[Records from a dataset]

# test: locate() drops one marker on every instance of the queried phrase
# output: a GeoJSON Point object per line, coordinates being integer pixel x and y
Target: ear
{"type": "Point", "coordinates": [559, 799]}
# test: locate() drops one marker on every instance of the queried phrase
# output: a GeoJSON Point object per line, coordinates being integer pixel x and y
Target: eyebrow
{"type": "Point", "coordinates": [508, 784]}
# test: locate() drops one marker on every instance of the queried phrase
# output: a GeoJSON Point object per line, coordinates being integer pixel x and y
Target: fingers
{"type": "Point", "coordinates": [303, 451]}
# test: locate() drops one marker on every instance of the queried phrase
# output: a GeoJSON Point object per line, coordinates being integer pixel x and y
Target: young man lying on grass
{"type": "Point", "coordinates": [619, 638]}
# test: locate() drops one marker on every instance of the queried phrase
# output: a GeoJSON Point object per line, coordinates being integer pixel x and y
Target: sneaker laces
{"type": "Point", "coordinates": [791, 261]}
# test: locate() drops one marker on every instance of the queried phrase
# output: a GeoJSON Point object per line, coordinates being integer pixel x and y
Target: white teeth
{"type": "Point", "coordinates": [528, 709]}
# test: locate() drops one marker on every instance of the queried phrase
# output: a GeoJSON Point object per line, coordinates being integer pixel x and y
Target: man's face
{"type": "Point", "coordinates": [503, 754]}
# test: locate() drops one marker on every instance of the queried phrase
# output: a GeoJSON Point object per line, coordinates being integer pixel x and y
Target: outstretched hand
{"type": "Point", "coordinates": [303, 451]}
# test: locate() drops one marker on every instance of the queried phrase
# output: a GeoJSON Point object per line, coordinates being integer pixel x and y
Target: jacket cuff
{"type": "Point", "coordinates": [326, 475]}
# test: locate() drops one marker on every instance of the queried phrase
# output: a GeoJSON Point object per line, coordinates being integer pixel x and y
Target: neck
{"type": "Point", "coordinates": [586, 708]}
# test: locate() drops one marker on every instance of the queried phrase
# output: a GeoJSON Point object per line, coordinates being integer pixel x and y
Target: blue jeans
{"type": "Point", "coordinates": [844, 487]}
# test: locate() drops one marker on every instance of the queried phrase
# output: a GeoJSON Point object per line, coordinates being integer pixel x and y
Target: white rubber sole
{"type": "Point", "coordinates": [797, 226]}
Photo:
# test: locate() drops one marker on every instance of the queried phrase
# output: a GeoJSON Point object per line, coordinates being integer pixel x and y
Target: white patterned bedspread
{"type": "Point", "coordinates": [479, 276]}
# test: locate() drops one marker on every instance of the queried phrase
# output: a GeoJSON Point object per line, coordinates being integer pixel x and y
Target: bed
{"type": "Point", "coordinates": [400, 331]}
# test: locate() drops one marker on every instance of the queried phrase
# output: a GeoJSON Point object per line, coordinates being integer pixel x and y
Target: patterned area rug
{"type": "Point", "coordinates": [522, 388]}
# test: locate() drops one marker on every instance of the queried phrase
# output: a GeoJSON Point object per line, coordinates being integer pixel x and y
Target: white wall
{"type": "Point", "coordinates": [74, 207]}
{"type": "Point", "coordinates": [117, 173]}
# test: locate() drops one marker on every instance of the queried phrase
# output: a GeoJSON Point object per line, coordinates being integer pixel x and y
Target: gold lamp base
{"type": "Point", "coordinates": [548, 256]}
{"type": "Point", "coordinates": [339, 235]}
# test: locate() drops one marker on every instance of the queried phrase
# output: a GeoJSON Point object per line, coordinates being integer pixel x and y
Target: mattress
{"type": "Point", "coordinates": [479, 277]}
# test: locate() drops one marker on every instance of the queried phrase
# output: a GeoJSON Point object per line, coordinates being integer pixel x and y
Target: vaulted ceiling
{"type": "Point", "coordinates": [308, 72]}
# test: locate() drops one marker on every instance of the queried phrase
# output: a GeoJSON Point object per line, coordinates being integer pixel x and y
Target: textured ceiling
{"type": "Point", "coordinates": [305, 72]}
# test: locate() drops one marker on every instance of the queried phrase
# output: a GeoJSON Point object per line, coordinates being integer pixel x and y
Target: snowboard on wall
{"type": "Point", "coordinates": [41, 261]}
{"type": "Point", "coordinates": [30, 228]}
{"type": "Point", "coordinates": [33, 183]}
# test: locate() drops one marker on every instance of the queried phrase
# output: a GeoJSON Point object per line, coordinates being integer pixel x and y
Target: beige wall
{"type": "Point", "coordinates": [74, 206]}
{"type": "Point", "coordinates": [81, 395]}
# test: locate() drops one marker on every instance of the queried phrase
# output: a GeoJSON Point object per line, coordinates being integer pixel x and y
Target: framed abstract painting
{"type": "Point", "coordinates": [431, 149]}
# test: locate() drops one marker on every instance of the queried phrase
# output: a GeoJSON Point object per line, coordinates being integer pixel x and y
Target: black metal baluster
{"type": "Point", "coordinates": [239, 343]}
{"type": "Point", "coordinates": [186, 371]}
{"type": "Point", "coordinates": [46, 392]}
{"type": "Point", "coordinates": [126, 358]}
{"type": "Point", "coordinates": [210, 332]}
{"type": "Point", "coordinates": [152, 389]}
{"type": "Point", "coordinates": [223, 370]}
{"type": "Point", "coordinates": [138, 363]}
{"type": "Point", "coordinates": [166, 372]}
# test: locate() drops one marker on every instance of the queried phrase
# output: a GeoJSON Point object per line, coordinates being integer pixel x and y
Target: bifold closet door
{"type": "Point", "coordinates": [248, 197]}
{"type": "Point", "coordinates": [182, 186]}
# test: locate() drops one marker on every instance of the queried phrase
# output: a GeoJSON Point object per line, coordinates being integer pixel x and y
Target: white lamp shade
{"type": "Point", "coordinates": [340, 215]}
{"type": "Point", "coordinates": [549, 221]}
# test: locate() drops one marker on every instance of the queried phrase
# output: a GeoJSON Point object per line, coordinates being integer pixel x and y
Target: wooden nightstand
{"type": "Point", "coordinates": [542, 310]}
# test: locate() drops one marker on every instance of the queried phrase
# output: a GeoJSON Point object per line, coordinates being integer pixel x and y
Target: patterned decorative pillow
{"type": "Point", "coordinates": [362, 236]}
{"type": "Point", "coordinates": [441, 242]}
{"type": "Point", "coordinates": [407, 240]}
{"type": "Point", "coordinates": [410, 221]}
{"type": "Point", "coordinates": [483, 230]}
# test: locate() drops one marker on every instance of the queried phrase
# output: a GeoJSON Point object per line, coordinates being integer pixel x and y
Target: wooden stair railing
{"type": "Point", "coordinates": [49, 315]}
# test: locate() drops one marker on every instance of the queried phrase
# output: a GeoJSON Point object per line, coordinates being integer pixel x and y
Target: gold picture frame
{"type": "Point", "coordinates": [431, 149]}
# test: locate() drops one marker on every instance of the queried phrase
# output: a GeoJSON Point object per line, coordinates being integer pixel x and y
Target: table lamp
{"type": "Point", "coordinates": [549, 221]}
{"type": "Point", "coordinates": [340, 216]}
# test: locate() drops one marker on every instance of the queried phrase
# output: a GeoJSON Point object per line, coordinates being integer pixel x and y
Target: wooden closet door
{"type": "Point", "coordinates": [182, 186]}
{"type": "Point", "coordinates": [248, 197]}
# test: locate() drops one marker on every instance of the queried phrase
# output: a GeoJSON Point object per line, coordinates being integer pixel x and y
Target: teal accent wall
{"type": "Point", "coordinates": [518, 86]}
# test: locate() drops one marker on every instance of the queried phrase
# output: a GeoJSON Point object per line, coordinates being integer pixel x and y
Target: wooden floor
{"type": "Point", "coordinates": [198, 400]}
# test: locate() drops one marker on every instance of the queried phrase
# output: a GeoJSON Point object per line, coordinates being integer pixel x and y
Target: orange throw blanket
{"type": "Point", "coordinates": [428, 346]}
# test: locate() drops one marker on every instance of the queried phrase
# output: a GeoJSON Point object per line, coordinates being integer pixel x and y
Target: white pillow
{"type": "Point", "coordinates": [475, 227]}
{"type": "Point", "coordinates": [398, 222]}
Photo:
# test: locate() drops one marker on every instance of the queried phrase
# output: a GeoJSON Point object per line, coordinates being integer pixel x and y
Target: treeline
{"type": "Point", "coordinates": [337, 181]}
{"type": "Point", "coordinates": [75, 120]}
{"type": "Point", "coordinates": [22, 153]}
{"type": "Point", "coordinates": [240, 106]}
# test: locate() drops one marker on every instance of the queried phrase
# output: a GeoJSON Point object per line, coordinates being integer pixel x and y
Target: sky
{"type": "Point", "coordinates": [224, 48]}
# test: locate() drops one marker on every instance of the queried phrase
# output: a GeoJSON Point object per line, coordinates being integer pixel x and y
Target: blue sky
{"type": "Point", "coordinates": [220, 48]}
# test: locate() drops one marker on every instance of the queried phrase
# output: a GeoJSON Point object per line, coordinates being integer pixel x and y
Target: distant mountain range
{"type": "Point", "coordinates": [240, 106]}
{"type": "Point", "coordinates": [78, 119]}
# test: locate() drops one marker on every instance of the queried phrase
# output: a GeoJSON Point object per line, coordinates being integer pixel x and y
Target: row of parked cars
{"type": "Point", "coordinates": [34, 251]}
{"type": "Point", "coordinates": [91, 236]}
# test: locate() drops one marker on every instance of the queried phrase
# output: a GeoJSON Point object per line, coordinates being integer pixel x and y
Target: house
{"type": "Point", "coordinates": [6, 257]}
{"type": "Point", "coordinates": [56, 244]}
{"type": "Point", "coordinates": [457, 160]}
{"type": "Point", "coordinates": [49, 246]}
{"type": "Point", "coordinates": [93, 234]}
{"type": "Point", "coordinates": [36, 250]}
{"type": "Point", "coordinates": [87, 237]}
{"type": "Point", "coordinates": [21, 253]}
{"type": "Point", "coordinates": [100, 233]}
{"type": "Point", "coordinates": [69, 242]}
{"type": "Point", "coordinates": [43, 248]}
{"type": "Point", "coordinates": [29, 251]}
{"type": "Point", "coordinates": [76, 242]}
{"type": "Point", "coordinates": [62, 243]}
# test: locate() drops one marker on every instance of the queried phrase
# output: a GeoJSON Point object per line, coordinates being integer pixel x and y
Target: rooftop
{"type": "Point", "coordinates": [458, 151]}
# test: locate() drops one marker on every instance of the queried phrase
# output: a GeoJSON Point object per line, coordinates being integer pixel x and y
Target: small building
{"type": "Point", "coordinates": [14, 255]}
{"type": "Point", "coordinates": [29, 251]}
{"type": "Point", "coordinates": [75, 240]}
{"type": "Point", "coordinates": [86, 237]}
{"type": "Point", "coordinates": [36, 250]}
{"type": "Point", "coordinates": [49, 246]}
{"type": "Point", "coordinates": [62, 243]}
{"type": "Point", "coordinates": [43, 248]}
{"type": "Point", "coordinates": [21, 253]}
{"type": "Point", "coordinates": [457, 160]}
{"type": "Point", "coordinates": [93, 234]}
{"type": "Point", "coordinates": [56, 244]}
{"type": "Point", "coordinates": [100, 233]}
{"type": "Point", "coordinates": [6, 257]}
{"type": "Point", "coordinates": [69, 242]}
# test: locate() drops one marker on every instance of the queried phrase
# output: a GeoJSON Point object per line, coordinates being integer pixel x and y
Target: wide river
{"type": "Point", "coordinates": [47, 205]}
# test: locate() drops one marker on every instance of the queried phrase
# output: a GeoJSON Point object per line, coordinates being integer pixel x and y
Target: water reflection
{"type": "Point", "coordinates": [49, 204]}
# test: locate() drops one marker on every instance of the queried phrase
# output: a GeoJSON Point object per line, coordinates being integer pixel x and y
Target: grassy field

**DIRECTIVE:**
Extract every line of the records above that contains the word "pillow", treating uppercase and lowercase as distinct.

**ANSWER IN FULL:**
Target: patterned decorative pillow
Target: white pillow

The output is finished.